§ **Work instructions**
Continue the excerpt on state telemedicine laws and Medicaid reimbursement from where it stops.

§ **Excerpted passage**
◇ ◇ ◇ ◇
The state has more than a half-dozen telemedicine programs including pilot programs for dentistry, dermatology, and eye care. Other more ambitious pilots include a tele-ICU program established by John Muir Health and a pediatric ICU program being headed by the UC Davis Health System.

But even California is falling short in some areas.

"One thing California has not done yet is create policies that would allow for remote patient monitoring programs to reimbursed," said Mario Gutierrez, executive director for the Center for Connected Health Policy (CCHP). "With a few exceptions, just about every state is lagging in some areas."

State-by-state breakdown
To help providers keep up with what's happening in telemedicine across the U.S., the CCHP created the State Telehealth Laws and Reimbursement Policies,a section of its website that provides a comprehensive scan of telemedicine laws with a state-by-state breakdown.

"Some states have incorporated policies into law, while others have addressed issues such as definition, reimbursement policies, licensure requirements, and other important issues in their Medicaid Program Guidelines," Gutierrez said in his introduction to the latest report released in February 2014.

The report shows that 46 state Medicaid programs currently reimburse providers for some form of medicine using live video. Nine states offer Medicaid reimbursements for providers involved in telemedicine programs using store-and-forward technology.

And 11 states reimburse providers who use remote patient monitoring to care for patients after they're discharged from a hospital or rehab facility. Only two states—Alaska and Minnesota—currently reimburse providers through Medicaid for all three areas.
◇ ◇ ◇ ◇
§ **Records drawn from a dataset**

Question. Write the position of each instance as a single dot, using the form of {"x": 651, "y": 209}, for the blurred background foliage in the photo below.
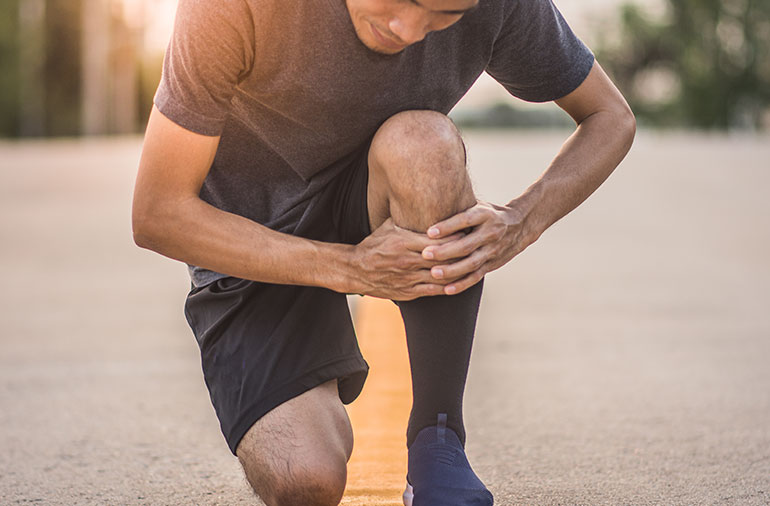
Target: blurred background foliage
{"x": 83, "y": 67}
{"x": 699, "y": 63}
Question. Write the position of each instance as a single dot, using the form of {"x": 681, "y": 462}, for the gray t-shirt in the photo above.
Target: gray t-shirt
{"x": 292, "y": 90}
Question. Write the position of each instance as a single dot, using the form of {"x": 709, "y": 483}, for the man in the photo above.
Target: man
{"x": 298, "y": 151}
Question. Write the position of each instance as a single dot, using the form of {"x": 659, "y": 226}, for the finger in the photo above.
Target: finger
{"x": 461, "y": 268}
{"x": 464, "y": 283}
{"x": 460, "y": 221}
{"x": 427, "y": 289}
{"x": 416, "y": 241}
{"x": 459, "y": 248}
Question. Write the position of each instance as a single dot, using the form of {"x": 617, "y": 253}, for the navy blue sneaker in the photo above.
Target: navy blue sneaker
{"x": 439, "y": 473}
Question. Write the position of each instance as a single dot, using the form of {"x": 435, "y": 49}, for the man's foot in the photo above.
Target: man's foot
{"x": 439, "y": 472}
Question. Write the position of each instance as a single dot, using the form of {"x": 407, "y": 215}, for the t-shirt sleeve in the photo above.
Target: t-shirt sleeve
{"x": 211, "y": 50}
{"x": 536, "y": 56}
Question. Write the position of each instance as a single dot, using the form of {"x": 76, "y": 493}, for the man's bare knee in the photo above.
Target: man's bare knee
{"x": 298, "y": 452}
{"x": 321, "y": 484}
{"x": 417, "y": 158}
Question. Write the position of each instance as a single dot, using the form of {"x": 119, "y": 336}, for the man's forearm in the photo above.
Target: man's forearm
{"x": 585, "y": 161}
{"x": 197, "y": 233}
◇ ◇ ◇ ◇
§ **Response to the exercise**
Bellwether for change
Gutierrez said that, in addition to CMS getting more involved, major providers are leading the way with programs designed to show that telemedicine can improve outcomes and save money.

Kaiser Permanente, which has 9.1 million health plan members and dozens of hospitals and medical centers in eight states, recently launched a program called HouseCalls. The program allows patients to conduct 20-minute physician visits from their homes and is available in Virginia, Maryland, and Washington, D.C.

Kaiser also has teledermatology programs operating in Colorado and California that allow primary care physicians to send high-resolution photos of moles and skin lesions to dermatologists by email, avoiding the need for many patients to schedule unnecessary visits.

"[Kaiser is] a bellwether for what's happening," said Gutierrez. "I think we're going to see more wellness-based systems like Kaiser's because they are value-based and save money in the long run."